Exercise requirements: Rewrite the records below, replacing every "locate" with "find" and keeping everything else the same.

Rows from a dataset
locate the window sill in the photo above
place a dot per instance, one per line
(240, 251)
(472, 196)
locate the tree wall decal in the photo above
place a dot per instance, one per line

Reply to the exercise:
find the window sill in the photo above
place a dot per instance, one per line
(240, 251)
(472, 196)
find the tree wall decal in the photo above
place a dot per instance, one per line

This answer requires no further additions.